• PROMPT: Find the lines in the records that carry the word "woman". Copy each one.

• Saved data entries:
* * *
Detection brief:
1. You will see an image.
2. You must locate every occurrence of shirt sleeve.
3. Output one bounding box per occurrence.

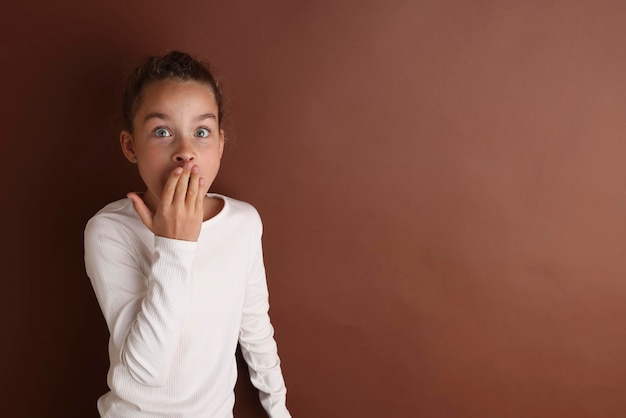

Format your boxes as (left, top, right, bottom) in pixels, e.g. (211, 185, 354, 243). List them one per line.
(84, 215, 197, 387)
(238, 220, 291, 418)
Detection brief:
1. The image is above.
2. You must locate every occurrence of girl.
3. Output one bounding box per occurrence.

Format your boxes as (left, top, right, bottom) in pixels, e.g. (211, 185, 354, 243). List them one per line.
(84, 51, 291, 417)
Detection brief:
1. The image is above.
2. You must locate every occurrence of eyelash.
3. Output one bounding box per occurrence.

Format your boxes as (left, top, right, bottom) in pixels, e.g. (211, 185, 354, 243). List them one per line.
(195, 128, 211, 138)
(151, 127, 211, 138)
(153, 127, 172, 138)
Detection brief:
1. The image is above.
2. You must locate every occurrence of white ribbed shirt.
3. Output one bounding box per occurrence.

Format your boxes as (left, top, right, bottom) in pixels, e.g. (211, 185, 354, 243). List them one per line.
(84, 194, 290, 417)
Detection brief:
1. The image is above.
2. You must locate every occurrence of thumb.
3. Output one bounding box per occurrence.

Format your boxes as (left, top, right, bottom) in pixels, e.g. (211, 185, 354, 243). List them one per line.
(127, 192, 154, 230)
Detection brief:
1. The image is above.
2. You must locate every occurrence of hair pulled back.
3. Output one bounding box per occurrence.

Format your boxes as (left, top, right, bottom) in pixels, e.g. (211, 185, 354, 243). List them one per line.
(122, 51, 224, 132)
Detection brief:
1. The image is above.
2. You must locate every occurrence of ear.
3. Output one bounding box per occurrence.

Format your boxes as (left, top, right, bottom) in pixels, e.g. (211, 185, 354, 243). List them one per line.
(218, 129, 225, 159)
(120, 130, 137, 163)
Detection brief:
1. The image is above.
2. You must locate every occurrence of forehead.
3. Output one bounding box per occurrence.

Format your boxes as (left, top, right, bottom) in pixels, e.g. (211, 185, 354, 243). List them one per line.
(135, 79, 218, 117)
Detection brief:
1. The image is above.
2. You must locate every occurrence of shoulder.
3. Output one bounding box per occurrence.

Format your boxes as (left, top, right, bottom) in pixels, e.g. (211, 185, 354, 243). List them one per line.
(209, 193, 263, 232)
(211, 193, 261, 221)
(84, 197, 142, 240)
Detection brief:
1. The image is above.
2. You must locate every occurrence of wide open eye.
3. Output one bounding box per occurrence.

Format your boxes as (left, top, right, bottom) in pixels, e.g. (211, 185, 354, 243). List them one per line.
(195, 128, 210, 138)
(153, 127, 171, 137)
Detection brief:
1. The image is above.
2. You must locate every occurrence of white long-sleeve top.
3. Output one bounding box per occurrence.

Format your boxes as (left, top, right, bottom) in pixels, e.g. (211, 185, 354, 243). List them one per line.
(84, 194, 290, 418)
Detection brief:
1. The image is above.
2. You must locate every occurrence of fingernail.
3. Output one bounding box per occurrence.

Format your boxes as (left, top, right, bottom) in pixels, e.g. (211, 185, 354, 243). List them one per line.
(185, 162, 193, 170)
(175, 167, 183, 175)
(191, 165, 199, 173)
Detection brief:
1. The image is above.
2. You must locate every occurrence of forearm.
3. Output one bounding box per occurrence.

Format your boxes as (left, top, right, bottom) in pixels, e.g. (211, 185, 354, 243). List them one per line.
(120, 236, 197, 386)
(239, 237, 291, 417)
(240, 323, 290, 418)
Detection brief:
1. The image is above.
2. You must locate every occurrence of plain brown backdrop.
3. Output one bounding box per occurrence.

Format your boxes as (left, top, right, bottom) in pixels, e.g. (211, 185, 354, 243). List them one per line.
(2, 0, 626, 417)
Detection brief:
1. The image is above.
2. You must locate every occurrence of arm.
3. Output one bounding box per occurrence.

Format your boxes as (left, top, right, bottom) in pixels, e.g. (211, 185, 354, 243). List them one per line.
(85, 220, 196, 387)
(239, 222, 291, 418)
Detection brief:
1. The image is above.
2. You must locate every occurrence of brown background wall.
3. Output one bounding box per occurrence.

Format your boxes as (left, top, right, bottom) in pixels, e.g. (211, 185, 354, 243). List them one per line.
(2, 1, 626, 417)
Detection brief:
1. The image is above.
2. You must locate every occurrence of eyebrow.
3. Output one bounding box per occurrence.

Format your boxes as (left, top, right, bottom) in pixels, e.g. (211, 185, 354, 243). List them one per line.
(198, 113, 218, 121)
(144, 112, 169, 122)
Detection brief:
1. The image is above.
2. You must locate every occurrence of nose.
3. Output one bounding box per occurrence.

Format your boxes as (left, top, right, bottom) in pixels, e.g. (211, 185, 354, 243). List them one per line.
(172, 137, 196, 164)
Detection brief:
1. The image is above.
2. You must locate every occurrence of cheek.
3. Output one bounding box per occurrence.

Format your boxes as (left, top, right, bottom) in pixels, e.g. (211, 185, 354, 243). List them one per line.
(206, 151, 223, 167)
(198, 159, 221, 181)
(136, 159, 171, 188)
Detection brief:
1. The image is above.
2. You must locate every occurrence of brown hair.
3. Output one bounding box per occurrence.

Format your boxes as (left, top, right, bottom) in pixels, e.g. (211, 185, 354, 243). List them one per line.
(122, 51, 224, 132)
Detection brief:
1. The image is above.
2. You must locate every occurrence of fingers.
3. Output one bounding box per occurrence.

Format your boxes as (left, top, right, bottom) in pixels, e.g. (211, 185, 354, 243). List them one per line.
(164, 163, 204, 213)
(173, 162, 193, 205)
(186, 165, 200, 206)
(127, 192, 154, 230)
(161, 166, 184, 205)
(162, 163, 196, 206)
(196, 177, 206, 213)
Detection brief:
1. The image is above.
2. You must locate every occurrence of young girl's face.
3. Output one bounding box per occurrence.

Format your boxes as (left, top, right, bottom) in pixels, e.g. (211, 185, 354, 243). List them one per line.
(121, 79, 224, 211)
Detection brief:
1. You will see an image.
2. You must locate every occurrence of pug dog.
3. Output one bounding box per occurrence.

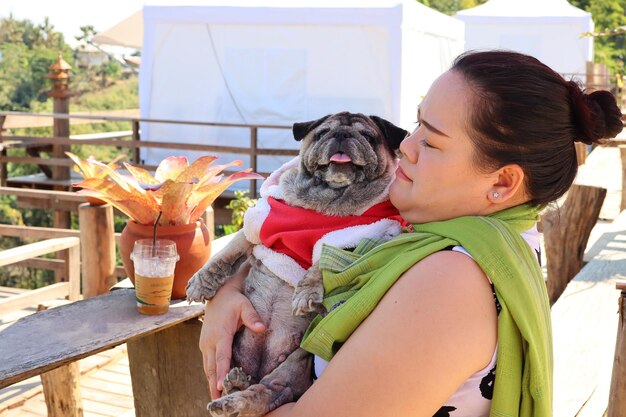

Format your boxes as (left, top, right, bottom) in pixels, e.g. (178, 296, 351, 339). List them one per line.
(186, 112, 408, 417)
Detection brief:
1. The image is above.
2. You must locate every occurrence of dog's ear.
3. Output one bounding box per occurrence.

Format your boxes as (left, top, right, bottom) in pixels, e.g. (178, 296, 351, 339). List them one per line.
(370, 115, 408, 150)
(293, 115, 331, 141)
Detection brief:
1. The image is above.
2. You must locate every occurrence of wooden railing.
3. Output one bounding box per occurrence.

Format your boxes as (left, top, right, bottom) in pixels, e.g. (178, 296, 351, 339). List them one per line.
(0, 110, 299, 199)
(0, 235, 80, 316)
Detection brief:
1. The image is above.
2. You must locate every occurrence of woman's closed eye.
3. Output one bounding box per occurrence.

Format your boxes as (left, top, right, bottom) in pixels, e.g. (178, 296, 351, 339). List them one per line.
(420, 139, 435, 149)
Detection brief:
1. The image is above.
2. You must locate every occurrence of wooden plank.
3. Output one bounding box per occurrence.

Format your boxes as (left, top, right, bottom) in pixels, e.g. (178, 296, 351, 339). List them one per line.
(80, 378, 130, 397)
(552, 211, 626, 417)
(0, 187, 85, 202)
(87, 370, 132, 386)
(0, 340, 127, 414)
(80, 386, 134, 408)
(2, 109, 140, 129)
(0, 224, 81, 240)
(127, 319, 209, 417)
(17, 196, 81, 211)
(70, 131, 132, 141)
(2, 135, 298, 155)
(0, 286, 28, 297)
(11, 257, 66, 273)
(80, 398, 129, 416)
(0, 110, 289, 130)
(67, 243, 81, 301)
(0, 156, 73, 167)
(0, 289, 204, 388)
(0, 237, 79, 267)
(608, 284, 626, 417)
(0, 282, 70, 316)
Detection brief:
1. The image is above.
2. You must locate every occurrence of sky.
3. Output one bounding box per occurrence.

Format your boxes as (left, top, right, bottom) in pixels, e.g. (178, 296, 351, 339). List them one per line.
(0, 0, 145, 46)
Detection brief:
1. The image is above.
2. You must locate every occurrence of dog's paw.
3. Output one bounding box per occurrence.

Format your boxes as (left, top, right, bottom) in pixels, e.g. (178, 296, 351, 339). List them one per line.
(184, 275, 210, 303)
(207, 385, 270, 417)
(292, 283, 324, 316)
(223, 367, 251, 394)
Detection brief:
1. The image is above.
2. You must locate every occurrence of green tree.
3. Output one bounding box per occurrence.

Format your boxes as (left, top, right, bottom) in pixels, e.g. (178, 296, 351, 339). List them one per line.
(0, 17, 73, 111)
(570, 0, 626, 73)
(416, 0, 487, 15)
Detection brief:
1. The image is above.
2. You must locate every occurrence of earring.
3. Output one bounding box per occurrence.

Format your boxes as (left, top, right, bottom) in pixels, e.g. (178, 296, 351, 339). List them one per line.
(492, 191, 500, 199)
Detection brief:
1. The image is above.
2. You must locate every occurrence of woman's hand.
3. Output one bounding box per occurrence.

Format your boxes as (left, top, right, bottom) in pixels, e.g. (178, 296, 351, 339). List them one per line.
(199, 260, 266, 399)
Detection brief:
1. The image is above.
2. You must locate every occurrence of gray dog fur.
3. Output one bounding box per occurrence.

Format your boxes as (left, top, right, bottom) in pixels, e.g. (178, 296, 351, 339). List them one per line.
(185, 112, 407, 417)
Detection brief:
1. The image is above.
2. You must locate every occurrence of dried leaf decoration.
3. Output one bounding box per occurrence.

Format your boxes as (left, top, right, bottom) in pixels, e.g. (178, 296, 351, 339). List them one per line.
(69, 154, 264, 226)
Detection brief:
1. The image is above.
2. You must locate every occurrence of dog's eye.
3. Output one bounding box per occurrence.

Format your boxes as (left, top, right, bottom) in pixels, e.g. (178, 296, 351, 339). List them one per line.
(361, 131, 377, 144)
(315, 129, 330, 139)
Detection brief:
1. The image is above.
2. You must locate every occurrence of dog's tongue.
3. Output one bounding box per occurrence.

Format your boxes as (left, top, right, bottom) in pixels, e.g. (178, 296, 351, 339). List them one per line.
(330, 153, 352, 163)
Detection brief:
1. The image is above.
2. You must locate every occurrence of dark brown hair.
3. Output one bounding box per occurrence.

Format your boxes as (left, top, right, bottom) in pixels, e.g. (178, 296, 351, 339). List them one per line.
(451, 50, 623, 205)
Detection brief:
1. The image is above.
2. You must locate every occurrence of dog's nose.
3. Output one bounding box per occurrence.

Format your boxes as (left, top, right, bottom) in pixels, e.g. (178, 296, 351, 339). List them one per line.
(341, 132, 351, 139)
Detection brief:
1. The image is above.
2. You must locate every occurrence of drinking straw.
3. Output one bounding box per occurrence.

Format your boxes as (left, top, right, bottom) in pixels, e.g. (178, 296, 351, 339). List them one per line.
(152, 212, 162, 257)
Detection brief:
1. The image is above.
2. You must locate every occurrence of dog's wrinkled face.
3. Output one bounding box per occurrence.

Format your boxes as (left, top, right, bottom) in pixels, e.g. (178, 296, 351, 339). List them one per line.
(293, 112, 405, 188)
(282, 112, 407, 215)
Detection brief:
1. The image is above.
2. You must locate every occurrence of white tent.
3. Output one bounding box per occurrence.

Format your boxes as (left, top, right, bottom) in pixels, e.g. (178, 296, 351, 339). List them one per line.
(455, 0, 593, 80)
(138, 0, 464, 171)
(92, 10, 143, 49)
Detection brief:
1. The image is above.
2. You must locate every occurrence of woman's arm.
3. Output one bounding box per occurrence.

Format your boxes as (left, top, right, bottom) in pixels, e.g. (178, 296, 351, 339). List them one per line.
(267, 250, 498, 417)
(199, 260, 266, 399)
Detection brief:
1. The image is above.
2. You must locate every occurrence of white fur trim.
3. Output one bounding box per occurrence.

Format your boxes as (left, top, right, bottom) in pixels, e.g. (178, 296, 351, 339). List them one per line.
(311, 219, 402, 263)
(252, 245, 307, 287)
(260, 157, 300, 200)
(243, 196, 270, 245)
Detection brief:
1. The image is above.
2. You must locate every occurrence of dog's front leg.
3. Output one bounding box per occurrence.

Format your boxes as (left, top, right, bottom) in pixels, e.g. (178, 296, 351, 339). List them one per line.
(207, 348, 313, 417)
(292, 262, 325, 316)
(186, 230, 253, 302)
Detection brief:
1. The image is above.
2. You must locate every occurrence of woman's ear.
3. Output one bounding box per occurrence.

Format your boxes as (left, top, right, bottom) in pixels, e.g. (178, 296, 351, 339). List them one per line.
(488, 164, 526, 204)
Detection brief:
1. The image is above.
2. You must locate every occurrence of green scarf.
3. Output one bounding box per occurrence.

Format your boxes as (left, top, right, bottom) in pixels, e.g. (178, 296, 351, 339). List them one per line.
(301, 204, 552, 417)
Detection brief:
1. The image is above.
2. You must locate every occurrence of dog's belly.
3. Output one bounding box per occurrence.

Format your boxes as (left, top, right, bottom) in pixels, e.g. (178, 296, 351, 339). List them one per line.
(231, 261, 312, 383)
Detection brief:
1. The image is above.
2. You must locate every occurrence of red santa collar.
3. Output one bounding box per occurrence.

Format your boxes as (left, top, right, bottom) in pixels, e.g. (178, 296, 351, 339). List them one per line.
(259, 197, 407, 269)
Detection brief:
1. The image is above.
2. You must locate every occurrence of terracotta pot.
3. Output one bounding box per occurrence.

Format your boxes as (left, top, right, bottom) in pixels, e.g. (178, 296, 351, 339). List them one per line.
(120, 220, 211, 299)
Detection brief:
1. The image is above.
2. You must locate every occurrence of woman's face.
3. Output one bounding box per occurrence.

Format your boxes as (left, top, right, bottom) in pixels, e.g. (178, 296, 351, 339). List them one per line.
(390, 70, 499, 224)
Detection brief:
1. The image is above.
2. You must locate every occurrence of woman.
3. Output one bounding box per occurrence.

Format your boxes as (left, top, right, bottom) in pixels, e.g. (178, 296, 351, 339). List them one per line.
(199, 51, 623, 416)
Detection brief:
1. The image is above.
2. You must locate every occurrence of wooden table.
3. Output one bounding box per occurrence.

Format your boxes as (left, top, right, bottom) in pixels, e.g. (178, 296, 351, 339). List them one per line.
(0, 289, 209, 416)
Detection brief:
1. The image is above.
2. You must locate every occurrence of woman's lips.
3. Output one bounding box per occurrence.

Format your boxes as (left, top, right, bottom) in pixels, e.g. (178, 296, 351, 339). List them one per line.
(396, 166, 411, 182)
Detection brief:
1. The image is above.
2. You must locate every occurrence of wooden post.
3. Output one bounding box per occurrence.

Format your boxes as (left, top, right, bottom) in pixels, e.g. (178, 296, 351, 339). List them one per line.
(250, 126, 258, 198)
(127, 319, 210, 416)
(132, 119, 140, 164)
(204, 206, 215, 242)
(0, 115, 6, 187)
(542, 184, 607, 305)
(608, 280, 626, 417)
(48, 53, 74, 282)
(39, 241, 82, 417)
(40, 357, 83, 417)
(620, 146, 626, 212)
(79, 202, 116, 298)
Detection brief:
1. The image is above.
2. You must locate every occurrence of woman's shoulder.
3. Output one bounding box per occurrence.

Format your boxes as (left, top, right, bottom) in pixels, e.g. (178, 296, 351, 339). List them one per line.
(380, 250, 498, 369)
(399, 250, 494, 298)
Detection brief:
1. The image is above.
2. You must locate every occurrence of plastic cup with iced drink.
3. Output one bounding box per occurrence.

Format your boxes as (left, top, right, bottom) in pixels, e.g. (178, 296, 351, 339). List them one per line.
(131, 239, 179, 315)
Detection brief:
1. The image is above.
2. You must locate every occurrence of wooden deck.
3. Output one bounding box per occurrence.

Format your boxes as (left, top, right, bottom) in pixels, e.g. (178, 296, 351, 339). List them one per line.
(0, 346, 133, 417)
(0, 286, 135, 417)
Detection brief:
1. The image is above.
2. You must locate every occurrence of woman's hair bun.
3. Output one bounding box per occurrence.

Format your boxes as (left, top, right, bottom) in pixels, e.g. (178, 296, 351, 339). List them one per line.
(567, 81, 623, 144)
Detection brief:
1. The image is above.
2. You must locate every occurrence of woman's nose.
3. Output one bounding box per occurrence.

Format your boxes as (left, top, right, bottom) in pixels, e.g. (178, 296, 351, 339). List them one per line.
(399, 131, 419, 163)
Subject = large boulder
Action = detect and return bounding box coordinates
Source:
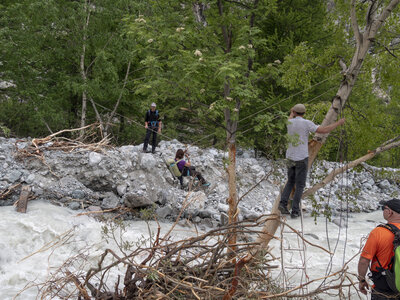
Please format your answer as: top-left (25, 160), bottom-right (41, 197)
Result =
top-left (124, 192), bottom-right (154, 208)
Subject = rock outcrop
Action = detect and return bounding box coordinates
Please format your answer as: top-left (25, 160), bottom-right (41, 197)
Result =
top-left (0, 137), bottom-right (399, 228)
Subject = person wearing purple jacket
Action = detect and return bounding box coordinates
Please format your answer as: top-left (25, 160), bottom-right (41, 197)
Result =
top-left (175, 149), bottom-right (209, 188)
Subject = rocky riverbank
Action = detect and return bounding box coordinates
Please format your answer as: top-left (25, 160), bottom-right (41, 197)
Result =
top-left (0, 137), bottom-right (399, 228)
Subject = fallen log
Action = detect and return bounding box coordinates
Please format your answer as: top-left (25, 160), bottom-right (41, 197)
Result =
top-left (16, 185), bottom-right (31, 213)
top-left (303, 135), bottom-right (400, 199)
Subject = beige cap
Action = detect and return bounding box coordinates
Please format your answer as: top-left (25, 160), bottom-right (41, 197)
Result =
top-left (292, 104), bottom-right (306, 113)
top-left (151, 102), bottom-right (156, 107)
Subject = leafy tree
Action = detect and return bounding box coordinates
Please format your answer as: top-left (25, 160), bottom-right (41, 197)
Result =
top-left (0, 0), bottom-right (147, 142)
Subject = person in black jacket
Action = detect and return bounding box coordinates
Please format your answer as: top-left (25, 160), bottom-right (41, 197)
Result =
top-left (143, 103), bottom-right (162, 153)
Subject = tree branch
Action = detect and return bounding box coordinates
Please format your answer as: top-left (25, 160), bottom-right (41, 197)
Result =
top-left (369, 0), bottom-right (400, 39)
top-left (303, 135), bottom-right (400, 198)
top-left (350, 0), bottom-right (362, 46)
top-left (104, 61), bottom-right (131, 134)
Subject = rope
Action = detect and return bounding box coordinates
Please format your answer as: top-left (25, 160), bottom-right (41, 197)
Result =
top-left (90, 101), bottom-right (176, 142)
top-left (237, 72), bottom-right (342, 125)
top-left (237, 85), bottom-right (338, 136)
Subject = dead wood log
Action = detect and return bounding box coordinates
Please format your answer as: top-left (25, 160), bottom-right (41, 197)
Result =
top-left (0, 183), bottom-right (21, 200)
top-left (16, 185), bottom-right (30, 213)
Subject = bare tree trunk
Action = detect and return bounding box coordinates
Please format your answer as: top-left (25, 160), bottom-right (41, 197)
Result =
top-left (224, 92), bottom-right (240, 256)
top-left (104, 61), bottom-right (131, 136)
top-left (303, 136), bottom-right (400, 198)
top-left (255, 0), bottom-right (400, 255)
top-left (79, 0), bottom-right (91, 139)
top-left (217, 0), bottom-right (239, 257)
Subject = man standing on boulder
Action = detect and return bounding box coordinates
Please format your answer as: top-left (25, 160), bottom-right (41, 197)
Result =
top-left (278, 104), bottom-right (345, 218)
top-left (143, 102), bottom-right (162, 154)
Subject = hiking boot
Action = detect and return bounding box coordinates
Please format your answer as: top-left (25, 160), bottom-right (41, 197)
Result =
top-left (291, 211), bottom-right (300, 219)
top-left (278, 205), bottom-right (290, 215)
* * *
• EXPECTED ANSWER:
2. You must locate every occurrence of woman's closed eye.
2. You must locate every occurrence of woman's hand.
2. You must locate every occurrence of woman's arm.
2. You must locate every occurrence of woman's ear.
2. You must locate every occurrence of woman's face.
2. You must locate every occurrence of woman.
2. You must locate every occurrence of woman's lips.
2. You must locate every occurrence of woman's shoulder.
2. You must locate every occurrence of woman's hair bun.
2. You must locate every occurrence of woman's nose.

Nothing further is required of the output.